§ EXTRACT TO READ:
▶

Dead sardines in a can had a better chance of dancing than many Lizzo fans did at the overpacked Ogden Theatre on May 1.
That's because music promoters have a bias: They want to sell as many tickets as possible. It’s a Barbie world in the industry, and venues expect most fat people to stay home. If they come, they’d better fold their arms and make themselves as small as possible — and even if they do show, they’re sure to get the stink eye from the fat-phobic "you-should-have-to-buy-two-seats-if-you-want-to-ride-on-this-plane" types.
Lizzo, who worships large bodies and expects her fans to do the same, brought out more big fans than most artists do. That’s a beautiful thing. And all those big bodies deserve space to dance alongside her skinnier fans.
“Slow songs, they for skinny hoes/Can't move all of this here to one of those,” she sings. “I'm a thick bitch, I need tempo/Fuck it up to the tempo.”
As much as her songs demand that we all fuck it up to the tempo, there wasn’t enough room. Squeezed in, I could barely lift my arm to push in my ear protection. Early in the night, I lost my balance...but my feet were fixed in place by other people's feet, as though I’d squealed on a mob boss and had been forced to stand in concrete. I remained propped at an awkward angle by the crowd until the concert ended, when I finally regained my balance, calves screaming.

◀

§ WORK ORDER A:
Write out the Lizzo concert review again, starting with "Lizzo, who worships" and going on through "balance, calves screaming.", and switch "crowd" to "audience".
§ WORK ORDER B:
Pick up the Lizzo concert review after its final sentence and carry it on.

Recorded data

▶

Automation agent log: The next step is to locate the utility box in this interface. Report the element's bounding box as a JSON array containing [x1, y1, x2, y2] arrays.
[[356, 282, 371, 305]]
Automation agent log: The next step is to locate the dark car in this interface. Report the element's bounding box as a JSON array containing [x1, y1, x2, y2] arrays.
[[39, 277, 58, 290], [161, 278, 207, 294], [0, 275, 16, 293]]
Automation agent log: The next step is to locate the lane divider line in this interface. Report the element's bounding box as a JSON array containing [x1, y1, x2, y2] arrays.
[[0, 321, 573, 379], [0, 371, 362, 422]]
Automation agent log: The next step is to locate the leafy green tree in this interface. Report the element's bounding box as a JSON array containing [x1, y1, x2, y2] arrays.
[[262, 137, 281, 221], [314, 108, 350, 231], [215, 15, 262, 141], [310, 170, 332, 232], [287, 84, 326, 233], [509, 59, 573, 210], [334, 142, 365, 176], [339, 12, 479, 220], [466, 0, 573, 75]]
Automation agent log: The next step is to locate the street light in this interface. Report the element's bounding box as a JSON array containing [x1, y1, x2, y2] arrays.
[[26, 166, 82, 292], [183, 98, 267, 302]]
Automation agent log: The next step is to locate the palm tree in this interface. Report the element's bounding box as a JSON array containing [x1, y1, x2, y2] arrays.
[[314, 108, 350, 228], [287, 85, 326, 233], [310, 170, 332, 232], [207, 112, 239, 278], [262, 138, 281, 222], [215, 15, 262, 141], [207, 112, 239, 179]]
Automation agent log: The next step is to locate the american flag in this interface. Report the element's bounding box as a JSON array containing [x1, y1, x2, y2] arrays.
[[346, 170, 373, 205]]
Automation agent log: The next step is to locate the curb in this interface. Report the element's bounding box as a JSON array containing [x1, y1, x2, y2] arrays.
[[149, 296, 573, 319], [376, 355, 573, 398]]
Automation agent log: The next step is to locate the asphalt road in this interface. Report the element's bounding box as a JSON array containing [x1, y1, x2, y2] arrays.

◀

§ ANSWER AREA A:
Lizzo, who worships large bodies and expects her fans to do the same, brought out more big fans than most artists do. That’s a beautiful thing. And all those big bodies deserve space to dance alongside her skinnier fans.
“Slow songs, they for skinny hoes/Can't move all of this here to one of those,” she sings. “I'm a thick bitch, I need tempo/Fuck it up to the tempo.”
As much as her songs demand that we all fuck it up to the tempo, there wasn’t enough room. Squeezed in, I could barely lift my arm to push in my ear protection. Early in the night, I lost my balance...but my feet were fixed in place by other people's feet, as though I’d squealed on a mob boss and had been forced to stand in concrete. I remained propped at an awkward angle by the audience until the concert ended, when I finally regained my balance, calves screaming.

§ ANSWER AREA B:
So when Lizzo’s DJ and hype-woman Sophia Eris invited us to clap, I'd inched up my forearms into prayer position and penguin-flapped my hands together. “Lift your hands up,” Lizzo instructed us. God, I wanted to, but I couldn’t. Instead, I dared wiggle my fingers, fearing I’d accidentally flick somebody. When her dancers jumped around stage looking like they were having the time of their lives and modeling what they wanted the crowd to do, envy overwhelmed me. How could I get on stage — and breathe?
Were people being inconsiderate? Not one bit. There was just not enough space for some of us to move. At least we smiled as we sang along.
I get it: Promoters want to make money, and those who love Lizzo want everybody to receive the gospel of self-love she preaches. In a world where ad agencies work their damnedest to make us feel bad about ourselves so that their clients can fix us with products — diets, skin creams, new clothes and exercise fads — what she offers is radical self-acceptance. That’s worth squeezing in for, even if the ticket's pricey.
“I want you to look in the mirror and say, 'I love you, you’re beautiful, you can do anything,'” she told the crowd. She wanted us to dance: fat, skinny, whatever. But most of all: fat.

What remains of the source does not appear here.